**Text**:

──────────────────────────────

List<List<int>> resultLists = new List<List<int>>();
var res = data.Where((p, i) =>
{
int count = 0;
resultLists.Add(new List<int>());
if (p < data[(i + 1) >= data.Count ? i - 1 : i + 1])
{
resultLists[count].Add(p);
}
else
{
count++;
resultLists.Add(new List<int>());
}
return true;
}).ToList();
I'd just go for something simple:
public static IEnumerable<List<int>> SplitWhenNotIncreasing(List<int> numbers)
{
for (int i = 1, start = 0; i <= numbers.Count; ++i)
{
if (i != numbers.Count && numbers[i] > numbers[i - 1])
continue;
yield return numbers.GetRange(start, i - start);
start = i;
}
}
Which you'd use like so:
List<int> data = new List<int> { 1, 2, 1, 2, 3, 3, 1, 2, 3, 4, 1, 2, 3, 4, 5, 6 };
foreach (var subset in SplitWhenNotIncreasing(data))
Console.WriteLine(string.Join(", ", subset));
If you really did need to work with IEnumerable<T>, then the simplest way I can think of is like this:
public sealed class IncreasingSubsetFinder<T> where T: IComparable<T>
{
public static IEnumerable<IEnumerable<T>> Find(IEnumerable<T> numbers)
{
return new IncreasingSubsetFinder<T>().find(numbers.GetEnumerator());
}
IEnumerable<IEnumerable<T>> find(IEnumerator<T> iter)
{
if (!iter.MoveNext())
yield break;
while (!done)
yield return increasingSubset(iter);
}
IEnumerable<T> increasingSubset(IEnumerator<T> iter)
{
while (!done)
{
T prev = iter.Current;
yield return prev;
if ((done = !iter.MoveNext()) || iter.Current.CompareTo(prev) <= 0)
yield break;
}
}
bool done;
}
Which you would call like this:
List<int> data = new List<int> { 1, 2, 1, 2, 3, 3, 1, 2, 3, 4, 1, 2, 3, 4, 5, 6 };
foreach (var subset in IncreasingSubsetFinder<int>.Find(data))

──────────────────────────────

**Your tasks**:
A) Repeat everything in the text on splitting a list into increasing runs from "List<List<int>> resultLists = new" down to "data.Count ? i - 1 : i + 1])".
B) Pull out every line of the records that holds the string "roof".
The text and the records were taken from unrelated sources.

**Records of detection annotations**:
──────────────────────────────

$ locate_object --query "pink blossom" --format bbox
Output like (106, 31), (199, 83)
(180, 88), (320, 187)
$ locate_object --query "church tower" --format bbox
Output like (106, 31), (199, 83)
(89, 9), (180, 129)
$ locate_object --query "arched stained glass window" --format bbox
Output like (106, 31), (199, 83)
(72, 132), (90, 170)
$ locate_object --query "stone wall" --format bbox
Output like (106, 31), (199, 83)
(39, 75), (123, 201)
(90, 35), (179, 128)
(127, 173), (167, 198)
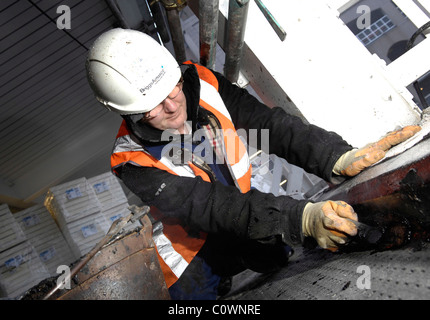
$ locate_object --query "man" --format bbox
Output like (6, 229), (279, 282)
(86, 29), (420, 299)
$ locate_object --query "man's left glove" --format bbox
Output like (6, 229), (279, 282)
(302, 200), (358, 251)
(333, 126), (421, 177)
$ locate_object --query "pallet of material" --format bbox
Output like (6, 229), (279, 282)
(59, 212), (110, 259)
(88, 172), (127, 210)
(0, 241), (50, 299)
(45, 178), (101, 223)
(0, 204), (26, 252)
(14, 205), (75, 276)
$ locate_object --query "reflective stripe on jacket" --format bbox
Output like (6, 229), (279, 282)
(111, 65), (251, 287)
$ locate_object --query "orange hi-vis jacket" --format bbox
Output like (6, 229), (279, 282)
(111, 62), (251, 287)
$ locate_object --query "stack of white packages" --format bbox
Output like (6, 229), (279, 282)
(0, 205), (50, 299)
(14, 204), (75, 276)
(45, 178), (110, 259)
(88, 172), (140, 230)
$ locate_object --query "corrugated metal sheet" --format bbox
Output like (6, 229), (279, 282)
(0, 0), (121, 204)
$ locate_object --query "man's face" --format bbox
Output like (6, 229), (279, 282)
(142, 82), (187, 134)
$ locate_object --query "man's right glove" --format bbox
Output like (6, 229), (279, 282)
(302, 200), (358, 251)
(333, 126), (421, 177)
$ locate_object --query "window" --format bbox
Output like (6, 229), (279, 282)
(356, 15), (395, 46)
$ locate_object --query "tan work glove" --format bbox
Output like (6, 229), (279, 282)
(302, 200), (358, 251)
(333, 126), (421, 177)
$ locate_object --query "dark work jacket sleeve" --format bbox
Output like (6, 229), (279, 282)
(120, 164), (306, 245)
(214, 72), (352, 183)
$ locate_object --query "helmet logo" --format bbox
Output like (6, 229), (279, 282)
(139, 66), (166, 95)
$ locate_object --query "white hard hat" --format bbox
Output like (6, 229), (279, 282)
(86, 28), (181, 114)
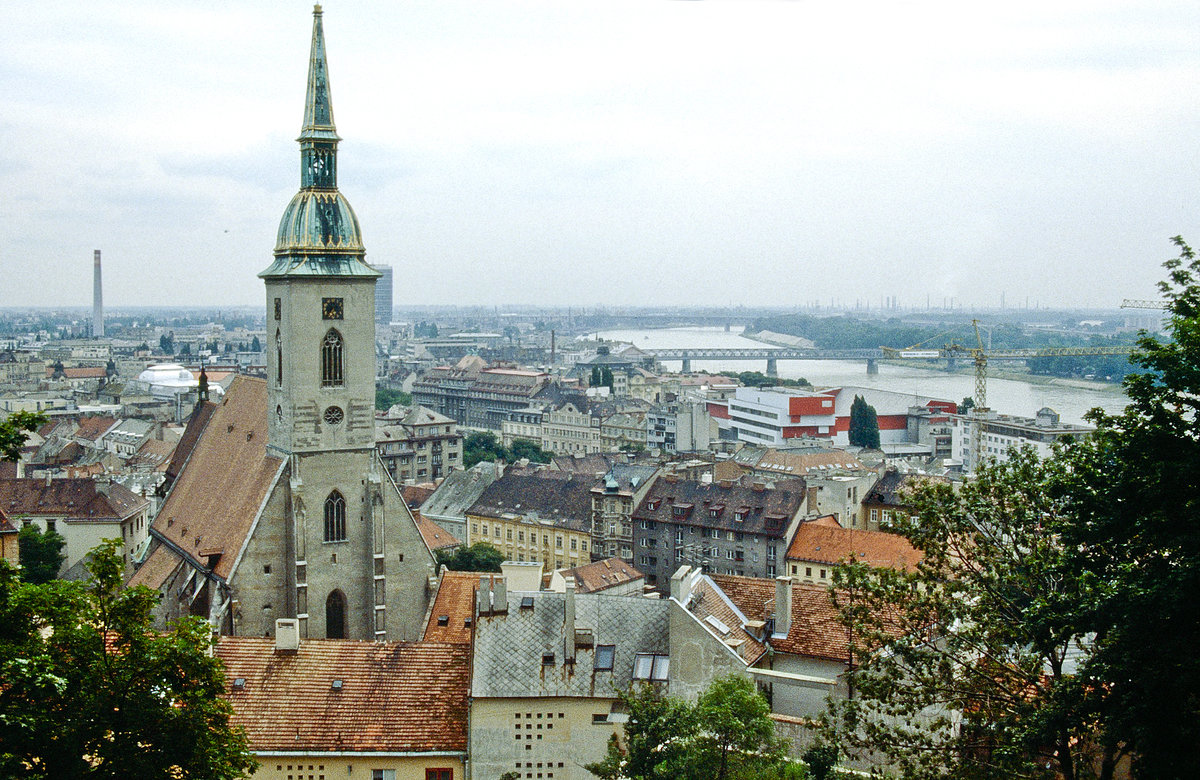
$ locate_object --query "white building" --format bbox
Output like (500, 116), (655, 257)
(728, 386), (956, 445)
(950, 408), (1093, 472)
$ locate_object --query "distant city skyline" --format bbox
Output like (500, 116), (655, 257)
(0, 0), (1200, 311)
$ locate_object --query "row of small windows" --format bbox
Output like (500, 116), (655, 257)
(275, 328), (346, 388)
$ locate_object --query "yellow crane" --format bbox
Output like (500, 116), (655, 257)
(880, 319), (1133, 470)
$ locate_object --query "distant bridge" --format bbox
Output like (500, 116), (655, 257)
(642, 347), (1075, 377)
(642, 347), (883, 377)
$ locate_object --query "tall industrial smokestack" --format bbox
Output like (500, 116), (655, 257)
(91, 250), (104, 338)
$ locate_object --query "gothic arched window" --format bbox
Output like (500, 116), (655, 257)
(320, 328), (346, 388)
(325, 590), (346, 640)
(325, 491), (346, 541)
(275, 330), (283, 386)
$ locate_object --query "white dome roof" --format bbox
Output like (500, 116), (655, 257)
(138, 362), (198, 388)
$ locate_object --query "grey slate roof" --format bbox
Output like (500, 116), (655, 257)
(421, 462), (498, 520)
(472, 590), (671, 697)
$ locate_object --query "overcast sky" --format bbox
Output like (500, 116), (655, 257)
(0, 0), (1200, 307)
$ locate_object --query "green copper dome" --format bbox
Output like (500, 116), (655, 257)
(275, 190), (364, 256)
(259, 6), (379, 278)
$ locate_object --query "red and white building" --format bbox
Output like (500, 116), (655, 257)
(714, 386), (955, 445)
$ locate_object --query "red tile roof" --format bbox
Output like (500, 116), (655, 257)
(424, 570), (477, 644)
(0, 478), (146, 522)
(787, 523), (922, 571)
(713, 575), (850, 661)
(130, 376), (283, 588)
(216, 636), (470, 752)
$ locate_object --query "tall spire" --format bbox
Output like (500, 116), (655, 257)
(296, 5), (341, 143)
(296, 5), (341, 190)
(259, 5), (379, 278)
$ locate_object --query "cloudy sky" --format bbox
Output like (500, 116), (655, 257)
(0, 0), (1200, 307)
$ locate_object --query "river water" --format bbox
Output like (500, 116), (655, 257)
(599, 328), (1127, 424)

──────────────────────────────

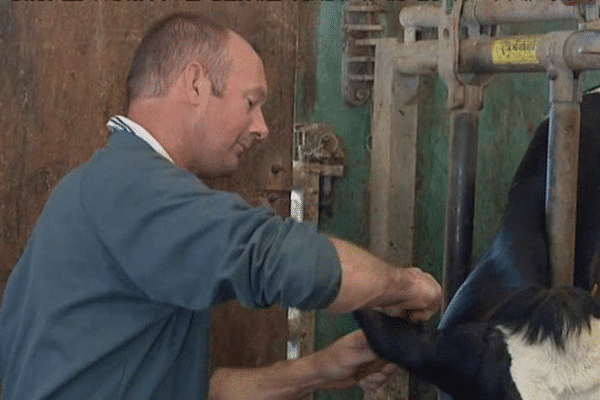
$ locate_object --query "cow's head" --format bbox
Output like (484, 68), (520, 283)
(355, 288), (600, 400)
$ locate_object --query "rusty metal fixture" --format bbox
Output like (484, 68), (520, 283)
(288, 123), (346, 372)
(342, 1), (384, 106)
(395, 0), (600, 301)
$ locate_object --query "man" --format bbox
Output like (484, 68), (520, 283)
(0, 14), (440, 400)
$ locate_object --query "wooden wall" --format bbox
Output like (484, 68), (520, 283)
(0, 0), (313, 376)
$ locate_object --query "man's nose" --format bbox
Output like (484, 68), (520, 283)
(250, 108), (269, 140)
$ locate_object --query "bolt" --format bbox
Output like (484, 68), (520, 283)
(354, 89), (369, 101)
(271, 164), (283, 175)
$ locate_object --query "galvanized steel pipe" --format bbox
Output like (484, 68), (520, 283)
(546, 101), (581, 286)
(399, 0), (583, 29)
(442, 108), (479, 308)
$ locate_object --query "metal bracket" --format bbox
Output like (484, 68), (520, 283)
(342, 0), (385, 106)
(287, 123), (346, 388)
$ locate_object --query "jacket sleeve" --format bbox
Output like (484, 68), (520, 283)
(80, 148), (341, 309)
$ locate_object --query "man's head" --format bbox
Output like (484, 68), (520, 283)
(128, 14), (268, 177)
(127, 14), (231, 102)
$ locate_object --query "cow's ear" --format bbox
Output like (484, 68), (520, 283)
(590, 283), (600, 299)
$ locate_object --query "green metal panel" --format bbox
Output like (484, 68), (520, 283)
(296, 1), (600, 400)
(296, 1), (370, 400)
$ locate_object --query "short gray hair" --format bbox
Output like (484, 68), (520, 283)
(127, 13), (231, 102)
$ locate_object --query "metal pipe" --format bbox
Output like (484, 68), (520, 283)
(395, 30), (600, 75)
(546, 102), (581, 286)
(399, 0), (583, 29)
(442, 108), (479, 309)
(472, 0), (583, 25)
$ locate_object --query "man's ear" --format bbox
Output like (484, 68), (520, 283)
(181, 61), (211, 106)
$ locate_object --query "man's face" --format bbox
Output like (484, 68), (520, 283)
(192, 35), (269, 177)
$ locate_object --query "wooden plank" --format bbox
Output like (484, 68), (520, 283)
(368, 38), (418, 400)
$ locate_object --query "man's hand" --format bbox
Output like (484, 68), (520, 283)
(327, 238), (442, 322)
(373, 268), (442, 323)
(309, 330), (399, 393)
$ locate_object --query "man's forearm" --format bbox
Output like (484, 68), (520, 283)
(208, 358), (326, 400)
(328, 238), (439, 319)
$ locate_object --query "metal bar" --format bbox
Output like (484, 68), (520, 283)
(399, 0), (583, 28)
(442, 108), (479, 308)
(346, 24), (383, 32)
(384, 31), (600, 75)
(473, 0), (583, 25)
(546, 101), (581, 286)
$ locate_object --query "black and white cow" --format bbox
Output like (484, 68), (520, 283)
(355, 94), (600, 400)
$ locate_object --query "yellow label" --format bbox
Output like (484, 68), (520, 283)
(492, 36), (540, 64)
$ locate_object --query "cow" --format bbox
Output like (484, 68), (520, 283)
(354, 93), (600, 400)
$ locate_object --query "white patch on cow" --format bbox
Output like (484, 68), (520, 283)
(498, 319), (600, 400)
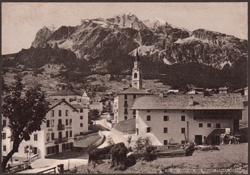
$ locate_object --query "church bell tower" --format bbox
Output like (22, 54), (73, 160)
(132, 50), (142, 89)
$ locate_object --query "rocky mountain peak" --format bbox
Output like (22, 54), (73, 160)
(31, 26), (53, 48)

──────────────────────────────

**Results**:
A)
List<List<int>> resultLists = new List<List<int>>();
var res = data.Where((p, i) =>
{
int count = 0;
resultLists.Add(new List<int>());
if (p < data[(i + 1) >= data.Count ? i - 1 : i + 1])

B)
$ locate_object --query "white dome roof" --format bbox
$ locate_object --query "grey slate roof" --format bbox
$ locate_object --query "red tile roof" --format bbox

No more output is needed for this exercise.